*** Material supplied ***

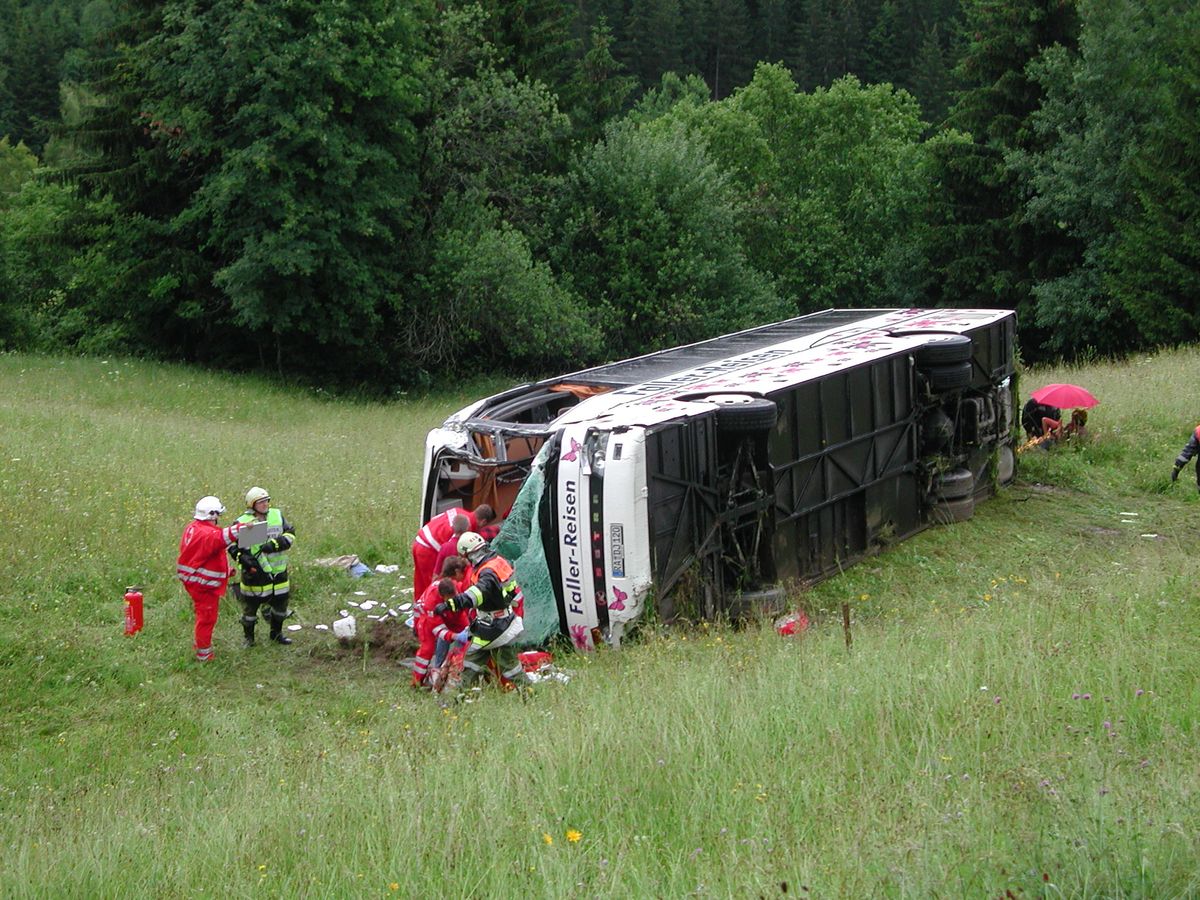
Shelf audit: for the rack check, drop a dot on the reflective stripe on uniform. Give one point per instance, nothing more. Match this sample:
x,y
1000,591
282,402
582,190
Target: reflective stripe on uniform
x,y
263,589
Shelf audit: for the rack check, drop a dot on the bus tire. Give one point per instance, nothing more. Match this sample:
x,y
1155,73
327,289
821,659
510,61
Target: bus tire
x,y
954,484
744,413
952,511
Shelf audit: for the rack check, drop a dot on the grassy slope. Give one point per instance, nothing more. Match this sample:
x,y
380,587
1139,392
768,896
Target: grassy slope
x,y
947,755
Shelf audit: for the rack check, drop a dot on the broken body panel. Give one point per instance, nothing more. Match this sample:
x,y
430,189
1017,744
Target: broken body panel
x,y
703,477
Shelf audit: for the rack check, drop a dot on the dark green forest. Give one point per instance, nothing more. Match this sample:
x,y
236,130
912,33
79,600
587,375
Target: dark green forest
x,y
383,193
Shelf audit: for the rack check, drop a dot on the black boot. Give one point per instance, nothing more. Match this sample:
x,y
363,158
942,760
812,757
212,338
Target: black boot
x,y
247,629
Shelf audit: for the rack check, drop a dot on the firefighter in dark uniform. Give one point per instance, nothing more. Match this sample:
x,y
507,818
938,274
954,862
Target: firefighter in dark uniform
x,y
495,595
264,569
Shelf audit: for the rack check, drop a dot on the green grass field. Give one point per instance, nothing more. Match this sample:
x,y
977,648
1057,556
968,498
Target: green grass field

*** End of Material supplied ***

→ Brief
Exactly reproduce each entry, but drop the pictures.

→ Solution to the exercise
Shelf audit: for the rack check, drop a dot on the reflective stripe on uniform. Give one point per instance, nothing more. Match this sample:
x,y
1000,591
282,402
582,190
Target: reflective stripe on uniform
x,y
263,589
Shelf audit: for the rack check, drop a dot on the bus tire. Give one point per instance, nothing more. Match this sample:
x,y
1155,73
327,289
821,659
510,61
Target: bus tire
x,y
954,484
744,413
952,511
Shelf audit: for the rack check, drop a dot on the grassy slope. Give one point per instance, nothing more. Match this sample:
x,y
380,587
1139,392
768,896
Target: grassy slope
x,y
947,755
Shelf audit: for the rack check, drop a dot on the broken body panel. Give one point per instance, nothing more. Match this sample:
x,y
430,189
1017,744
Target: broken body panel
x,y
703,477
Shelf audit: for the rack check, drop a dot on the dark green forest. Give one point per instance, nothing more. Match this sample:
x,y
236,130
912,33
79,600
587,375
Target: dark green forest
x,y
383,193
Shelf audit: for the rack check, drop a dot on the black boot. Give one point per instance, nothing more. Match this sample:
x,y
363,158
942,760
812,757
212,338
Target: black boot
x,y
247,629
Shelf audit: for the rack check, drop a dot on the firefighter in dark uniform. Give one point per instance, nothing more. Match this sample:
x,y
507,818
938,274
954,862
Target: firefighter in dark uniform
x,y
495,595
264,569
Shelf audit: for the rack check, drop a dot on the green grass field. Give one point per instance, nothing more. Match this sample:
x,y
977,648
1057,556
968,498
Target: green grass field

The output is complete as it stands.